> **STATED PROBLEM 1**: In the text on private company exits below, condense the paragraph beginning "Typically, private companies have three liquidity" into a brief list that keeps its main facts.

> **DOCUMENT TEXT**:

Typically, private companies have three liquidity or exit outcomes. The company can go public, either directly or through an initial public offering (IPO), be acquired, or ultimately fail and file for bankruptcy. Here, we will focus on the liquidation process and the waterfall of capital distributions for companies during acquisitions and IPOs.

Analyzing the Cap Table

Let’s use “Company X”, with its corresponding cap table below as an example. The financial structure of Company X is broken down into one share class of common stock and three classes of preferred stock. Preferred stock is typically issued to institutional investors like venture capitalists. With Company X, preferred stock was distributed to investors to raise funding for the company with the most recent funding being the Series C round at $12.50 a share. 

Chart depicting the capitalization break down for an example company

Investors in the preferred rounds are paid out at the same time and are the first to receive funds during a liquidity event. All three preferred rounds also have the option to convert their shares into common stock during a liquidity event unless it is a public listing, when the shares automatically convert to common stock.

> **RAW RECORDS**:
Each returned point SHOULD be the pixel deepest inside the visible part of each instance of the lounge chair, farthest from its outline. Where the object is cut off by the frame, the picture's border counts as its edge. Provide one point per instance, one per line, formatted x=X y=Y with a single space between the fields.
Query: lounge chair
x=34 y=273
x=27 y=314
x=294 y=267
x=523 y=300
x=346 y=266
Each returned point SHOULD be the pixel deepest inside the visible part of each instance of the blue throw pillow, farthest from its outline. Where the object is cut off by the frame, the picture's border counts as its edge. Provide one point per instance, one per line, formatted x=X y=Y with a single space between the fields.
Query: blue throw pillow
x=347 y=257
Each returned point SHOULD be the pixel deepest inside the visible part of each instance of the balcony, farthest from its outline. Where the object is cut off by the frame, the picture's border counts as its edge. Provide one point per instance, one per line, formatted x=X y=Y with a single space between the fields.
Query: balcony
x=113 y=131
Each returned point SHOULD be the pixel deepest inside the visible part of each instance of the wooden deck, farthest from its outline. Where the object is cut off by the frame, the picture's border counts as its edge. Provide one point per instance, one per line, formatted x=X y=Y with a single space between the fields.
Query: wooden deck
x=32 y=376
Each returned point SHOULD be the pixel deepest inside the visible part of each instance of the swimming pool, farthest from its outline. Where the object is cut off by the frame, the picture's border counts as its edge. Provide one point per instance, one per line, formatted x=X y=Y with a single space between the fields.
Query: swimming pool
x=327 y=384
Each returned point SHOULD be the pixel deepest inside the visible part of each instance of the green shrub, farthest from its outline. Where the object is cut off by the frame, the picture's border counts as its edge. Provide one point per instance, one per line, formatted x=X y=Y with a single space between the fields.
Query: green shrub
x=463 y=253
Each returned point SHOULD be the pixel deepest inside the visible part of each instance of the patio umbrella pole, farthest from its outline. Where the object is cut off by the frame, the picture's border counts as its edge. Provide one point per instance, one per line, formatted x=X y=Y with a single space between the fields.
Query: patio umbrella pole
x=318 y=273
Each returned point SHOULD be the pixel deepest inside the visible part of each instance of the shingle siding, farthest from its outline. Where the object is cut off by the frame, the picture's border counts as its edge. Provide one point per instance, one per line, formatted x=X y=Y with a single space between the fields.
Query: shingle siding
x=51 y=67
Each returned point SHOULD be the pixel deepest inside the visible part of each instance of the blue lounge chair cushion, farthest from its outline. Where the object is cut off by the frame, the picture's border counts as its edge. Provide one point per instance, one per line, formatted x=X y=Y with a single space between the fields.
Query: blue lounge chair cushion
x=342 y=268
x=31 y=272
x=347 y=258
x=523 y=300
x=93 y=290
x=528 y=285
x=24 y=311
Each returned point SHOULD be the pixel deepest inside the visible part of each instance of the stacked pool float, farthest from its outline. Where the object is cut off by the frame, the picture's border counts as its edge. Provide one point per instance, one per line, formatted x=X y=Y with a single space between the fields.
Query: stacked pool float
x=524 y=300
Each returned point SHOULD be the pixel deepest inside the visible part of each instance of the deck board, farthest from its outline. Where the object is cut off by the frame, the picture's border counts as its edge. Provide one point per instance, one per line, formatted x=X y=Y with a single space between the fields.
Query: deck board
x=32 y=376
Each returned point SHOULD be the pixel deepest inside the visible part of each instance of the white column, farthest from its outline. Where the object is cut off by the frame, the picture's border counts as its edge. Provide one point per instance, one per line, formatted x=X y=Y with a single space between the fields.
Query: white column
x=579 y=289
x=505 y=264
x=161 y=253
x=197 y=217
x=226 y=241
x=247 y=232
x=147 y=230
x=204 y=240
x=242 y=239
==
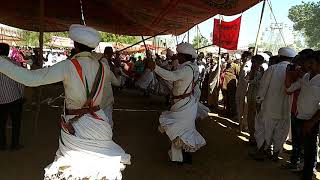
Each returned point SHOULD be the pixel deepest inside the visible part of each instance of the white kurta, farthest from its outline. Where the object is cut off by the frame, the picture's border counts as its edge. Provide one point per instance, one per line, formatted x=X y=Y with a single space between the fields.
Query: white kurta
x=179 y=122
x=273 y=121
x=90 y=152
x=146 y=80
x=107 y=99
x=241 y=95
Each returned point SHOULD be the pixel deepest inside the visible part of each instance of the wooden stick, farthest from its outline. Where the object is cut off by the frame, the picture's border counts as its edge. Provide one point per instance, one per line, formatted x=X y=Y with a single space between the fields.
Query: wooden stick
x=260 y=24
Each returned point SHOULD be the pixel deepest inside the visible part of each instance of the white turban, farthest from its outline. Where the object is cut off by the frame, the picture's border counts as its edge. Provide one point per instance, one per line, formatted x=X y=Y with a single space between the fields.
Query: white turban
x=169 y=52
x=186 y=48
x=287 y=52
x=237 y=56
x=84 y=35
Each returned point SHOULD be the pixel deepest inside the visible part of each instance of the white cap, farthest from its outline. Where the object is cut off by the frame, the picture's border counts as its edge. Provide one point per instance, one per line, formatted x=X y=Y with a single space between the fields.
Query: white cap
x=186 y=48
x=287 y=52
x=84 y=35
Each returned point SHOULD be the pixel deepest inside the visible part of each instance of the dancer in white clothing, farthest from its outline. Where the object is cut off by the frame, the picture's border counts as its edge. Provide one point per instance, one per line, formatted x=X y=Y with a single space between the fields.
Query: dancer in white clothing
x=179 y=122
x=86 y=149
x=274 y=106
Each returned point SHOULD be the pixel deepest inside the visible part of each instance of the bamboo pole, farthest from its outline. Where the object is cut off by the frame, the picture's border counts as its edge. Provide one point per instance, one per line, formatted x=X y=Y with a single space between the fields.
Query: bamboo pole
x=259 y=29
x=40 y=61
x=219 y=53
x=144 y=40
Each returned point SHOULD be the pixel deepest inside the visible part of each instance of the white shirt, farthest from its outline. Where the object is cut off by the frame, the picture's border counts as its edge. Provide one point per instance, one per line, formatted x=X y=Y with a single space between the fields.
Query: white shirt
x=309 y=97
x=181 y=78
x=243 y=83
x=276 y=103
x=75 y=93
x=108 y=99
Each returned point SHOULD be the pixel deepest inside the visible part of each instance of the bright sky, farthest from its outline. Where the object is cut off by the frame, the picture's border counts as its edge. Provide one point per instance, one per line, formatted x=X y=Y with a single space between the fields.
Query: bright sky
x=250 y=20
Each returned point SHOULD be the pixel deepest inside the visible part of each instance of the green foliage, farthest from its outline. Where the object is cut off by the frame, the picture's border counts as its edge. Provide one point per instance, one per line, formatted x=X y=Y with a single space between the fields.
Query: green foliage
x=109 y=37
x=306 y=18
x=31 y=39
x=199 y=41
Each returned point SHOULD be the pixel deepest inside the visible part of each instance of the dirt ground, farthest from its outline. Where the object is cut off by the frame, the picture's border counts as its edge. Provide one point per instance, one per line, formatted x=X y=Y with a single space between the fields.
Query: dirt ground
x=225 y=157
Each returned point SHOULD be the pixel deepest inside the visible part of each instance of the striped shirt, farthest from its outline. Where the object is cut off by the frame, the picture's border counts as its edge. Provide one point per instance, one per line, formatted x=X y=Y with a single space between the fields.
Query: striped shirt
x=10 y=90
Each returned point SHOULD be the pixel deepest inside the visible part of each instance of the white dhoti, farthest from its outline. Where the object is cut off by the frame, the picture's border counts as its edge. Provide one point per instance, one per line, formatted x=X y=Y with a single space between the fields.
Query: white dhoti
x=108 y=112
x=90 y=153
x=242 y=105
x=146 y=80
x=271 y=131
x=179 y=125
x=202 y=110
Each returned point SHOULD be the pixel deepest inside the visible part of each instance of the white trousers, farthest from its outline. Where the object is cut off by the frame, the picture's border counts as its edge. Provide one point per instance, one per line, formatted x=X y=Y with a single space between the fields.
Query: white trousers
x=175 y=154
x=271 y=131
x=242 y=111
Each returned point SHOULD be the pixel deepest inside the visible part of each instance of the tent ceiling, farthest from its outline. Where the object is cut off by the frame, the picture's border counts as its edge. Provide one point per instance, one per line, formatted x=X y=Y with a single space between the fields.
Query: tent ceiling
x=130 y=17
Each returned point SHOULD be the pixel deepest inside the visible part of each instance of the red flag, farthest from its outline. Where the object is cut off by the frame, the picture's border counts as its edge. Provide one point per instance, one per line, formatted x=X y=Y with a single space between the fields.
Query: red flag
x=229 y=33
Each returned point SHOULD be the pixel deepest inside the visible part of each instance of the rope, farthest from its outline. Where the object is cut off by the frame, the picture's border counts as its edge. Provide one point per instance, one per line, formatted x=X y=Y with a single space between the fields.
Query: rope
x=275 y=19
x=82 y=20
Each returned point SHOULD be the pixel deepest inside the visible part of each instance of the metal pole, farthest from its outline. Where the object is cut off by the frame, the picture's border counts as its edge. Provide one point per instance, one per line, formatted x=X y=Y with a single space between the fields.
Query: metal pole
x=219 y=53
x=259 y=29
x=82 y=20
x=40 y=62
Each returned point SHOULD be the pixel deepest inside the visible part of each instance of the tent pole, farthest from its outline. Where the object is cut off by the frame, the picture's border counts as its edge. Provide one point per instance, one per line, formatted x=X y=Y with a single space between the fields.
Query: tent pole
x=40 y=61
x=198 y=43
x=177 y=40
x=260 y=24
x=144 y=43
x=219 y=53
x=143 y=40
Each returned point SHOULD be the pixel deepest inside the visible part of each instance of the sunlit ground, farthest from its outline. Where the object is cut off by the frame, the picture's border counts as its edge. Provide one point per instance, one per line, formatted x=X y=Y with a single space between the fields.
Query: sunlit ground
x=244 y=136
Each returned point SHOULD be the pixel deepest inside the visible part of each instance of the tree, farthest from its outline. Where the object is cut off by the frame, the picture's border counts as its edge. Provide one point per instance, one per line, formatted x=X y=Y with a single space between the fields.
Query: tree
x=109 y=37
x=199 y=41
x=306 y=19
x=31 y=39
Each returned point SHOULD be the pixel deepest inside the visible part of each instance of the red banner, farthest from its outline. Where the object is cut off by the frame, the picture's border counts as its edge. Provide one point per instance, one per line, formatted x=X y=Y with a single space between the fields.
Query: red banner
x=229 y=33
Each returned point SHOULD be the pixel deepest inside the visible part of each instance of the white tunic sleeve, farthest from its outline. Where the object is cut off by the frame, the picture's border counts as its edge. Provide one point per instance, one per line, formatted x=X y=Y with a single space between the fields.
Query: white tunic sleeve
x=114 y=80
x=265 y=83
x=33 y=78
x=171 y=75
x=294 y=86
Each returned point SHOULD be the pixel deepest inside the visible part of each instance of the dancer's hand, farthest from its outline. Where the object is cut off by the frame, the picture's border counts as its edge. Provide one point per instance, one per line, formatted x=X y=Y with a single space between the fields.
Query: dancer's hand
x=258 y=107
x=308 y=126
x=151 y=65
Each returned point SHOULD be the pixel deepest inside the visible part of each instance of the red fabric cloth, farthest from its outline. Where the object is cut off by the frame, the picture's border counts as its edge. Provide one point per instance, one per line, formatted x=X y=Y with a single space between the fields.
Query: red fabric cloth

> **STATED PROBLEM 2**: Locate each line of the records that contains the string "fabric", and copy those lines.

> **RESPONSE 1**:
- Private companies typically have three liquidity or exit outcomes:
  - going public, either directly or through an initial public offering (IPO)
  - being acquired
  - ultimately failing and filing for bankruptcy
- Focus: the liquidation process and the waterfall of capital distributions during acquisitions and IPOs.

> **RESPONSE 2**:
Each returned point SHOULD be the pixel deepest inside the visible part of each instance of the red fabric cloth, farthest from its outline. Where the object is cut off by the frame, the picture's border counts as its edge. Provide one point per instance, one per line, formatted x=X y=Y with a single space between the fields.
Query: red fabric cloth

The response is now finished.